• What the exercise asks
Copy out everything in the Camp Nelson text from "Camp Nelson was" down to "as national monuments.", replacing "public comment" with "public input".

• Source extract
Trump and National Monuments

President Trump has made his first national monument designation as President of the United States. Last Friday, it was announced that Camp Nelson in Kentucky has been designated as a national monument. Camp Nelson began as a Union Army supply depot and hospital during the Civil War. It became one of the largest recruitment and training centers for African American soldiers who joined the Union Army during that period. Many of those who enlisted escaped slavery in the south and risked their lives to go to Camp Nelson in order to fight against the Confederacy. The designation will transfer care and responsibility for the carefully preserved site from the county government to the federal government for administration and oversight by the National Park Service (NPS), which oversees all national monuments. The designation of a national monument is made under the authority of the Antiquities Act and is announced through a Presidential Proclamation.

Camp Nelson was first designated as a national historic landmark, under the Historic Preservation Act, in 2013. In late 2017, Secretary Ryan Zinke identified Camp Nelson as one possible new site to designate as a national monument. The NPS accepted public comment on designation of Camp Nelson as a national monument in August of 2018. In preparation for a national monument designation, the ownership of the property was transferred from Jessamine County Kentucky to the American Battlefield Trust, who in turn donated the land to the National Park Service. The ownership transfers were an important part of the process, since the Antiquities Act requires federal ownership of lands that are designated as national monuments.

This move to add to the national monuments is in stark contrast to previous decisions of the Trump Presidency in regards to national monument lands. Back in December of 2017, the administration reduced the size of two national monuments by about 2 million acres in southern Utah. The Bear Ears National Monument and the Grand Staircase-Escalante national monuments. The move created five separate smaller national monuments and reduced the amount of protected federal land. The Administration claimed that the reduction in size was a correction for an overreach by previous Presidents in creating the national monuments and would provide more local control for the region.

• Dataset content
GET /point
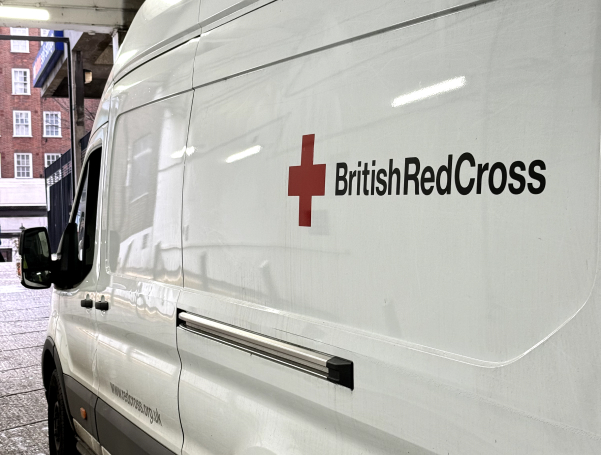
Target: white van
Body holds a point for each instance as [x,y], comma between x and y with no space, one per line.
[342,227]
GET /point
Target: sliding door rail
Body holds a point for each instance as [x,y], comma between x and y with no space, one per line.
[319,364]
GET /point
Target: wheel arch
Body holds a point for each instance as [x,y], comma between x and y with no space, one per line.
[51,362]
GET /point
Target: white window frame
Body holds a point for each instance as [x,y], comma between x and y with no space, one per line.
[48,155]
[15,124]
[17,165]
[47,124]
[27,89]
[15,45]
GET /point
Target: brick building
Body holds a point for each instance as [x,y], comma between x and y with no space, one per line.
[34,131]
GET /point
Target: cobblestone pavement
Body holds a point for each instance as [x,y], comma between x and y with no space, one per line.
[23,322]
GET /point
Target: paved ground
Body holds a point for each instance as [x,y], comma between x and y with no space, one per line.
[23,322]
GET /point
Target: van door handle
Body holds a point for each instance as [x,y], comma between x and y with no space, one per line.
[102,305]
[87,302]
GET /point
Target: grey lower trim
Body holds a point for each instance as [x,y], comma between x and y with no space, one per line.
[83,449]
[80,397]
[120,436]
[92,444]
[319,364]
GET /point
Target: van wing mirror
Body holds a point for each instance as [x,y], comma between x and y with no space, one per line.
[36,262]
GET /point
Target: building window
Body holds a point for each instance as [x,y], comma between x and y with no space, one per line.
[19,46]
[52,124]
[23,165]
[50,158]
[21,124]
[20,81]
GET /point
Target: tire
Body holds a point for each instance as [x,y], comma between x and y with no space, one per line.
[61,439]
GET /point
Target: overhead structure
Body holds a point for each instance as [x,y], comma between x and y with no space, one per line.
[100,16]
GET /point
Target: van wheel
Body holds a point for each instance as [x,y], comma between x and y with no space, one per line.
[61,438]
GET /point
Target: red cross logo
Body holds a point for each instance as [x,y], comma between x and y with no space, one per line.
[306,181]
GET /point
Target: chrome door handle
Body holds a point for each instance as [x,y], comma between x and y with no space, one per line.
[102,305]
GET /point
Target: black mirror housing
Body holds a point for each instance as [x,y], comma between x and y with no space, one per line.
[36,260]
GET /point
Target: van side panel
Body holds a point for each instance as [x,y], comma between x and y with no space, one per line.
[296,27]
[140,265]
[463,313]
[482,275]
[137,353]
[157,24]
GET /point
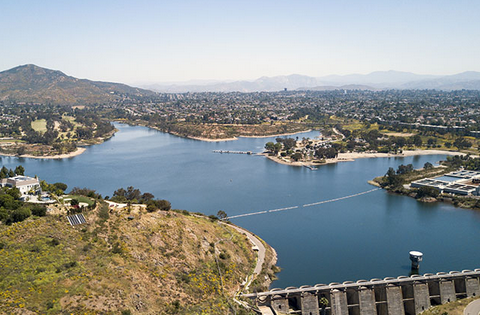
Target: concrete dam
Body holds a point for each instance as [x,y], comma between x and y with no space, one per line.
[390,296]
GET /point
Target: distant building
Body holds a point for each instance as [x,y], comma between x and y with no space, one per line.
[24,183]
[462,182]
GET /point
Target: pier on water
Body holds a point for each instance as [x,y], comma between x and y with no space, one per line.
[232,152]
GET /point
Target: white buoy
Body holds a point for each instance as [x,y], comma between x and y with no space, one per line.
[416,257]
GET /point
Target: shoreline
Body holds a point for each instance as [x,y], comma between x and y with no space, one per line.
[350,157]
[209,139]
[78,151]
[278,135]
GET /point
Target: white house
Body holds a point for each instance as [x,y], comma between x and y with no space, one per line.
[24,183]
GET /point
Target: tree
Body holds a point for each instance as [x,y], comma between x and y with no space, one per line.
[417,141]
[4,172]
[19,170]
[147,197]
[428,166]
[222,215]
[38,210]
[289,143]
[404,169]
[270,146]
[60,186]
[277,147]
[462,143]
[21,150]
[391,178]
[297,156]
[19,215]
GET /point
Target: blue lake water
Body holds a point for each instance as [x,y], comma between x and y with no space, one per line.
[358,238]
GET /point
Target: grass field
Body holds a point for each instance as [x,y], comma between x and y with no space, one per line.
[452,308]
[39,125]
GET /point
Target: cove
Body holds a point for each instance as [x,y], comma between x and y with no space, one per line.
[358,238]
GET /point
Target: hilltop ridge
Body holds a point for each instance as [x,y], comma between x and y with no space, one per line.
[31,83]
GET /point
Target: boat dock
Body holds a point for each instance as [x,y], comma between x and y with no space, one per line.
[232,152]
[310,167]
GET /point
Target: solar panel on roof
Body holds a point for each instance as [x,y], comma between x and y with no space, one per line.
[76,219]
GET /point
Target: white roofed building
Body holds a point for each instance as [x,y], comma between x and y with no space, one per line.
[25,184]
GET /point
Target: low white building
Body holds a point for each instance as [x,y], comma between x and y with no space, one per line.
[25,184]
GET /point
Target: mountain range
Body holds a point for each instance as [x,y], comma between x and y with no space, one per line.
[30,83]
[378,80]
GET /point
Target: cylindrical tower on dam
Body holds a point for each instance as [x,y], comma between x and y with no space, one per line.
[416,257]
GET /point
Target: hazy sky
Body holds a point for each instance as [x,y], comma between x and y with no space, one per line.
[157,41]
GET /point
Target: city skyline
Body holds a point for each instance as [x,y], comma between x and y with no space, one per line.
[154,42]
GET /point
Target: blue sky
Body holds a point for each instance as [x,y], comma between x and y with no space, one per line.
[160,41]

...

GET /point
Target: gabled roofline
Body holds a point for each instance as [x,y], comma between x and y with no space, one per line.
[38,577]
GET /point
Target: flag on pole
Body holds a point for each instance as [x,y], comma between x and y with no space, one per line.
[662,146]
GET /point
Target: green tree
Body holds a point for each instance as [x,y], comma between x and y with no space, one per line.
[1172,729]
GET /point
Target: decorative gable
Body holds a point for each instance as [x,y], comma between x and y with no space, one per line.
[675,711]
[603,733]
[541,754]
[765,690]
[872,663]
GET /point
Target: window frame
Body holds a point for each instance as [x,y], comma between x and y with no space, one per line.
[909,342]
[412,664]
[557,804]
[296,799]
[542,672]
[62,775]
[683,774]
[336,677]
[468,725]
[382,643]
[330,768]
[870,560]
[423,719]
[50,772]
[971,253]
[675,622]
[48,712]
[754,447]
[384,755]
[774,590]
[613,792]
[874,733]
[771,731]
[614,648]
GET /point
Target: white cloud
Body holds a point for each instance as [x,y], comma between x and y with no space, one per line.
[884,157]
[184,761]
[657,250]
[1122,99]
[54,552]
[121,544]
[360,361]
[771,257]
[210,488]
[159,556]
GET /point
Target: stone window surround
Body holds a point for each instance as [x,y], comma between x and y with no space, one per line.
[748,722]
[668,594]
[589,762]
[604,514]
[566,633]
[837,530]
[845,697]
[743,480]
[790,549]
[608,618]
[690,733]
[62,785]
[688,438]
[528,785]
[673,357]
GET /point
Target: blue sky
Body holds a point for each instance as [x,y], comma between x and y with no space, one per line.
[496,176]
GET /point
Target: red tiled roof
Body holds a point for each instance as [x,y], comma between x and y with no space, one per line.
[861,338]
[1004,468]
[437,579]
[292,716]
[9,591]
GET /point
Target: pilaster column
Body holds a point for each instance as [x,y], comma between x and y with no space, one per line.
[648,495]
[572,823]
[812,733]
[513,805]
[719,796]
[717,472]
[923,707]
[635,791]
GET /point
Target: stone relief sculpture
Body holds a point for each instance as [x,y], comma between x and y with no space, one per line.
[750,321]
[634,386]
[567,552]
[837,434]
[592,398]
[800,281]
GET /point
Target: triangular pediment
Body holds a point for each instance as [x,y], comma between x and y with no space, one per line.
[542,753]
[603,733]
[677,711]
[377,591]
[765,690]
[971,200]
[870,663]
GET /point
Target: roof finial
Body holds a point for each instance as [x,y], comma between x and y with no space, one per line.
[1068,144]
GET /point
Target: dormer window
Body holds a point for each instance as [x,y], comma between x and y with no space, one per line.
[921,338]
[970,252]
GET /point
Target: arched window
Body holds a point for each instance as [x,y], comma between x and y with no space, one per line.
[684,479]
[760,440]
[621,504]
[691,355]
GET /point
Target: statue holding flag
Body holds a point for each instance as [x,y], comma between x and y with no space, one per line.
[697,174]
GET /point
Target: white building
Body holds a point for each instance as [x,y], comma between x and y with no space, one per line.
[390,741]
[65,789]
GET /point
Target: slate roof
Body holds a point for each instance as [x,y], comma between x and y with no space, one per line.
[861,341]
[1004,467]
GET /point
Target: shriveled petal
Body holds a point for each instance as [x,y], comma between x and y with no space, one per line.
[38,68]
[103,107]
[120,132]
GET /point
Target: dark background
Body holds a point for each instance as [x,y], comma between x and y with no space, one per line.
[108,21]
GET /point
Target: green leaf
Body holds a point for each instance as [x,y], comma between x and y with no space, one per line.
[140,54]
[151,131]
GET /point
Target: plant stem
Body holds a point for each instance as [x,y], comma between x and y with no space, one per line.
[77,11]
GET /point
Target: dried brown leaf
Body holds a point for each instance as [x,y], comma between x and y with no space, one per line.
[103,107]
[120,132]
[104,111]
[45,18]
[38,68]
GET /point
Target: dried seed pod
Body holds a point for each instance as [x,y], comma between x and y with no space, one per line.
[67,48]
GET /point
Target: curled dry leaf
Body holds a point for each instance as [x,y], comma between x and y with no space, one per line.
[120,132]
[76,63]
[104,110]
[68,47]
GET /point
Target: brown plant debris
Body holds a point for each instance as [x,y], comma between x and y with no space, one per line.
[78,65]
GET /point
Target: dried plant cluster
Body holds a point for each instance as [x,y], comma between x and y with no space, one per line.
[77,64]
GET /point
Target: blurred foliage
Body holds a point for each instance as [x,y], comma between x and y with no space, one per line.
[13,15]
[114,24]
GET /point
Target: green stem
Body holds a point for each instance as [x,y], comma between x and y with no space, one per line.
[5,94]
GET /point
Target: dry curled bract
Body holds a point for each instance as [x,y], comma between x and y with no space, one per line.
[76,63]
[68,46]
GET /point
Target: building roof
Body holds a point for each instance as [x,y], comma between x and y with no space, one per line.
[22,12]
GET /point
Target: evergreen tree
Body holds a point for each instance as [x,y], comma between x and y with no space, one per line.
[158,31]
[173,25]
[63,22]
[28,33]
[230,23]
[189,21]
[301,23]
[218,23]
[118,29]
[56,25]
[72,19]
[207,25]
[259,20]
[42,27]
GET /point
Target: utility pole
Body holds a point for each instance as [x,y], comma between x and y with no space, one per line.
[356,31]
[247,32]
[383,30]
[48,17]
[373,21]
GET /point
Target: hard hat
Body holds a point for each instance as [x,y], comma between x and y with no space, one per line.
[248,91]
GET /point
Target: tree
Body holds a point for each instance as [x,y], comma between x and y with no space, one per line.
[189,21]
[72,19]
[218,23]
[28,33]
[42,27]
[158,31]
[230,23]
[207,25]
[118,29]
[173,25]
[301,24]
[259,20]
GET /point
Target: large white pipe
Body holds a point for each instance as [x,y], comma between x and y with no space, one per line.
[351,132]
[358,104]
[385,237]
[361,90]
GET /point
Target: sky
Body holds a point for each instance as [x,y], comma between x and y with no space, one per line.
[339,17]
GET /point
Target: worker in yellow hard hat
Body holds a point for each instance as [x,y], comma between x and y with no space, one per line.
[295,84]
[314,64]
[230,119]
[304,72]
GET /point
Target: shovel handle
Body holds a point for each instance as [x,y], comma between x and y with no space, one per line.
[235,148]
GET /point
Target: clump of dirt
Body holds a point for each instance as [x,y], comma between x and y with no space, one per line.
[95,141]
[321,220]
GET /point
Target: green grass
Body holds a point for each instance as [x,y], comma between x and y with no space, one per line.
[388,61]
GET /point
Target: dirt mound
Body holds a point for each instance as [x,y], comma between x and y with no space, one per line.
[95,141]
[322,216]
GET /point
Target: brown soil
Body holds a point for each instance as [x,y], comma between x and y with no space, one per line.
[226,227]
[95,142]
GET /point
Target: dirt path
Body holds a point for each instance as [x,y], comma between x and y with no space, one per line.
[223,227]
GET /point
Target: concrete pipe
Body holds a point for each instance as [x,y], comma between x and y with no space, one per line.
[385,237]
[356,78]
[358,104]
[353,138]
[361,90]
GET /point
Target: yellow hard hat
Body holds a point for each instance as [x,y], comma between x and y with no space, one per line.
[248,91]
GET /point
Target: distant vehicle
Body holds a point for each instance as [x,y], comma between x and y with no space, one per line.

==

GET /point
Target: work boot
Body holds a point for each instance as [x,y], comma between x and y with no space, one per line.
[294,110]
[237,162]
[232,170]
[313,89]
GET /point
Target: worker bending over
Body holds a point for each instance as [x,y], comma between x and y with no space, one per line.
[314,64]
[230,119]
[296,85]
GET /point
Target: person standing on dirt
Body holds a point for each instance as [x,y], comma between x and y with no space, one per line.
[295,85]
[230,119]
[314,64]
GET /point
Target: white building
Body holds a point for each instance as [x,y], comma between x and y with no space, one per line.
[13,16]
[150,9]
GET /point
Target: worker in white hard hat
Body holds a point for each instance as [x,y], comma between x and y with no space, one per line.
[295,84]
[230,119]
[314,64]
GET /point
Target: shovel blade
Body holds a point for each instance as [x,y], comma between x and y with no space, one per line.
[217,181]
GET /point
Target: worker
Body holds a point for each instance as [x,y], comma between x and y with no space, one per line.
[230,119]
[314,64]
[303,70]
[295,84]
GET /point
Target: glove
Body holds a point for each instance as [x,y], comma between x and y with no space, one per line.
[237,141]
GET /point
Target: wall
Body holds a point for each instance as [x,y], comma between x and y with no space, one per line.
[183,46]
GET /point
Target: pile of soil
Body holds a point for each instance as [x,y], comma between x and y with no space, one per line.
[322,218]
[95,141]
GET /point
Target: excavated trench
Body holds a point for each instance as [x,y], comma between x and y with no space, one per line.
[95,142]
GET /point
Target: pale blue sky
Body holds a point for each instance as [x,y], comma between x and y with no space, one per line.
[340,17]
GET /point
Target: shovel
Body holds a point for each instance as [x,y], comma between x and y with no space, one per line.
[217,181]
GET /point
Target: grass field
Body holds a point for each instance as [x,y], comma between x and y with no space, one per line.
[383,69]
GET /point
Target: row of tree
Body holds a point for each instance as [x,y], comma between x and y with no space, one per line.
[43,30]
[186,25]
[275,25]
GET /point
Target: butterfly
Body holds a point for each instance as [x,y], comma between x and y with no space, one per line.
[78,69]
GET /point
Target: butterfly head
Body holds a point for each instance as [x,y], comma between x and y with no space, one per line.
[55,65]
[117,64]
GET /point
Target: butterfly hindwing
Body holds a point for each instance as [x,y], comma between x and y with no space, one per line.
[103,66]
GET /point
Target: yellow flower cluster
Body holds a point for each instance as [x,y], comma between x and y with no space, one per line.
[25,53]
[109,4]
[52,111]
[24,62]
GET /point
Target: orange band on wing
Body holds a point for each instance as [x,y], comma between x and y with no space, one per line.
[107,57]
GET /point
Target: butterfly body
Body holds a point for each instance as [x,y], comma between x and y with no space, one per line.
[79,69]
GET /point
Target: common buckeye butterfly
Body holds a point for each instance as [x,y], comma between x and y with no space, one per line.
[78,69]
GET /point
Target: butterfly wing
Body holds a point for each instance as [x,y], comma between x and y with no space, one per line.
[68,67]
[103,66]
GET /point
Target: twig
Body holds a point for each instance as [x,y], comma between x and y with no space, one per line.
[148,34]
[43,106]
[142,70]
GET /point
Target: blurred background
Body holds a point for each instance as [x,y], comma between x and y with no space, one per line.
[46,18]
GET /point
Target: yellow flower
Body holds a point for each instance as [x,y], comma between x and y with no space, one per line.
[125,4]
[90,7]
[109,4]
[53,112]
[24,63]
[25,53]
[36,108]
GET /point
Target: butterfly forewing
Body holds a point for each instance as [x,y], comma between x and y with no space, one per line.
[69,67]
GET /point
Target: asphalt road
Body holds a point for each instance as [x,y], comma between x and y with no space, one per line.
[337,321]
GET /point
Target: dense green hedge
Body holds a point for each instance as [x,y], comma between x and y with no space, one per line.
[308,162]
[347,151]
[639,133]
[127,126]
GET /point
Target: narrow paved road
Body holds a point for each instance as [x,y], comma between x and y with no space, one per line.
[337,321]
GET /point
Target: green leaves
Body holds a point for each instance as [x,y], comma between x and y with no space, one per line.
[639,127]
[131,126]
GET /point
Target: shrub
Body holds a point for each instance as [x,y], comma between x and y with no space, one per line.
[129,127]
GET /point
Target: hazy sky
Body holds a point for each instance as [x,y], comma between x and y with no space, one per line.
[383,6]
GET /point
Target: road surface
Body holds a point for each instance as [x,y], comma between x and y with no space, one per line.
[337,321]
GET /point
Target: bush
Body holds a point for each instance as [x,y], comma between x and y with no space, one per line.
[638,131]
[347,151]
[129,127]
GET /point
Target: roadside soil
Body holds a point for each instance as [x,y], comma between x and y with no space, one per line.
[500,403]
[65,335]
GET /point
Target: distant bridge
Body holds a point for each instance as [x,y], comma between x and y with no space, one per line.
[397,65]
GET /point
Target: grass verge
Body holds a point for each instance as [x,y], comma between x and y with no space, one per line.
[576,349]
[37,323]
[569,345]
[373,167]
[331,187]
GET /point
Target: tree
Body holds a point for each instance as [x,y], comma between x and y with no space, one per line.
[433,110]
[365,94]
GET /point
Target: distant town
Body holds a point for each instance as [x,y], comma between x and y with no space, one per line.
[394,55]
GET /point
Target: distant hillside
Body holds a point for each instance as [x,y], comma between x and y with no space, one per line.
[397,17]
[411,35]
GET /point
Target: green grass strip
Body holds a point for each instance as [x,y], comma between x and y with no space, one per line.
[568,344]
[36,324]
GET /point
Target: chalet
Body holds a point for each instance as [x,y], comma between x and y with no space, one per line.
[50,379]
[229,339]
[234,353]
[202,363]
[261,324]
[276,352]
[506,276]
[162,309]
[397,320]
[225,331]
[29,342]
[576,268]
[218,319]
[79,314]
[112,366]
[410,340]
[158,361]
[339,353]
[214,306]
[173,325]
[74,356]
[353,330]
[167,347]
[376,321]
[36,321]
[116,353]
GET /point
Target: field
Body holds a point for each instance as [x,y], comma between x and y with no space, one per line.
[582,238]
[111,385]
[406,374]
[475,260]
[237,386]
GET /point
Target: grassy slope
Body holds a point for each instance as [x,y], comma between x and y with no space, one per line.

• Response below
Camp Nelson was first designated as a national historic landmark, under the Historic Preservation Act, in 2013. In late 2017, Secretary Ryan Zinke identified Camp Nelson as one possible new site to designate as a national monument. The NPS accepted public input on designation of Camp Nelson as a national monument in August of 2018. In preparation for a national monument designation, the ownership of the property was transferred from Jessamine County Kentucky to the American Battlefield Trust, who in turn donated the land to the National Park Service. The ownership transfers were an important part of the process, since the Antiquities Act requires federal ownership of lands that are designated as national monuments.